- [Supplied material]:
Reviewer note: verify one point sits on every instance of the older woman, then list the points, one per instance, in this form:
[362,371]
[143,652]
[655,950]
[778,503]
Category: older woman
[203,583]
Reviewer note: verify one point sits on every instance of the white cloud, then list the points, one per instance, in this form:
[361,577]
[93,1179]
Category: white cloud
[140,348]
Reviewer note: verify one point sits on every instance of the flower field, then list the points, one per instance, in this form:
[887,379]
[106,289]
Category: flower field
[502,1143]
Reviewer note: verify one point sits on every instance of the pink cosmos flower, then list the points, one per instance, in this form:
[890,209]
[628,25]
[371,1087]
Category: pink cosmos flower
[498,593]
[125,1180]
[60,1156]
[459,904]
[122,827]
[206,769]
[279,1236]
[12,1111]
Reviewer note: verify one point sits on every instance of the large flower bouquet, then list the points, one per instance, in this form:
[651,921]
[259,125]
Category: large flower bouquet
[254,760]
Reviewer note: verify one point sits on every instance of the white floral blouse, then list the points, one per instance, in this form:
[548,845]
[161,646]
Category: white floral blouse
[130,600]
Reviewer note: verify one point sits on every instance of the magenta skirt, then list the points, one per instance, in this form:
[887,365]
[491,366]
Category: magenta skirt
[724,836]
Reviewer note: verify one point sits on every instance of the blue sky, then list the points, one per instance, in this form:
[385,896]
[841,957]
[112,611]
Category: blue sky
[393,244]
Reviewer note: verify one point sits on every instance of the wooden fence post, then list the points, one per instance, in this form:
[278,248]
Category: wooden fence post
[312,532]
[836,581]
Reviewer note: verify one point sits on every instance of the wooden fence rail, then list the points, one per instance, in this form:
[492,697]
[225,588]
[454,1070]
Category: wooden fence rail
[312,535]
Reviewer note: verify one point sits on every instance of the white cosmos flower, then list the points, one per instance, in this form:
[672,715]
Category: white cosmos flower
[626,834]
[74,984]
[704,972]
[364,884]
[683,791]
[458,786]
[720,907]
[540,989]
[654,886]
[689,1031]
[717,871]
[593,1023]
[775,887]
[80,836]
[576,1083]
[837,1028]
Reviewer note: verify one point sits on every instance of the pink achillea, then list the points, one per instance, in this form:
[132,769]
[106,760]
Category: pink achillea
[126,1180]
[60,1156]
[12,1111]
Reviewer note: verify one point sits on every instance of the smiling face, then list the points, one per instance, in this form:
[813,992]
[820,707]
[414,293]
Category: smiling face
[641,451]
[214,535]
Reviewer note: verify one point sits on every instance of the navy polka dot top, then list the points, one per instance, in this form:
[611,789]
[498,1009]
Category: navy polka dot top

- [Work order]: Without altering a single word, write out the whole listing.

- [Expected answer]:
Reviewer note: verify one point sits on every instance of the older woman, then list the points, one per instance, in this form:
[362,371]
[143,652]
[655,950]
[778,503]
Category: older woman
[203,583]
Reviewer note: verify one point sits on every instance of the white cloud, then list the points, one per instance, in this form:
[361,577]
[93,1179]
Category: white cloud
[140,348]
Reviewer note: verify one point sits on every instance of the flower field, then list the points, one per instance, in this form:
[887,379]
[106,289]
Category: flower field
[502,1143]
Reviewer note: verify one point sits on every instance of the pink cosmos flower, then list the points, one per instance, in this form:
[890,209]
[628,25]
[371,1087]
Category: pink cosmos flower
[498,593]
[125,1180]
[60,1156]
[459,904]
[122,827]
[206,769]
[279,1236]
[12,1111]
Reviewer note: verify one point sits on every instance of the large flower bouquet, then list the points, one per instance, in this form:
[651,921]
[259,125]
Category: large flower bouquet
[254,760]
Reviewer note: verify one point sits on every instance of the white floral blouse, then list the points, one per instance, in this form:
[548,845]
[161,646]
Category: white floral blouse
[130,600]
Reviewer note: verify one point sits on every instance of the magenta skirt, then list the points, one per instance, in this form:
[887,365]
[491,366]
Category: magenta skirt
[724,836]
Reviewer note: verify one point sits on every instance of the blue sky, then list the points, one per instance, in this form:
[385,896]
[841,957]
[112,611]
Category: blue sky
[393,244]
Reviewer note: verify one point sits on every instance of the wooden fence post, then list the points, one per instance, in this form:
[278,248]
Category: wooden fence post
[312,532]
[836,581]
Reviewer note: verify one point sits on every instance of the wooden fence rail, then list the points, one per instance, in this form:
[492,697]
[225,588]
[454,1070]
Category: wooden fence rail
[312,535]
Reviewer note: verify one point sits on every instance of the white cosmos flower, then list the points, one per instance, in this form:
[672,715]
Category: white cosmos flower
[626,834]
[74,984]
[704,972]
[364,884]
[683,791]
[458,786]
[720,907]
[540,989]
[654,886]
[689,1031]
[717,871]
[593,1023]
[775,887]
[80,836]
[576,1083]
[837,1028]
Reviewer note: verify one point sits on every instance of the pink achillea, then list the points, one per instance, in this form:
[132,769]
[106,760]
Category: pink achillea
[126,1180]
[60,1156]
[12,1111]
Reviewer note: verify one point sits on every instance of the smiling face, then list the points, one per instance, in this form:
[813,992]
[820,707]
[414,293]
Category: smiling face
[641,451]
[214,535]
Reviewer note: verify one point sits on every instance of the navy polka dot top, then list the points, one per instance, in this form:
[611,789]
[498,1009]
Category: navy polka dot top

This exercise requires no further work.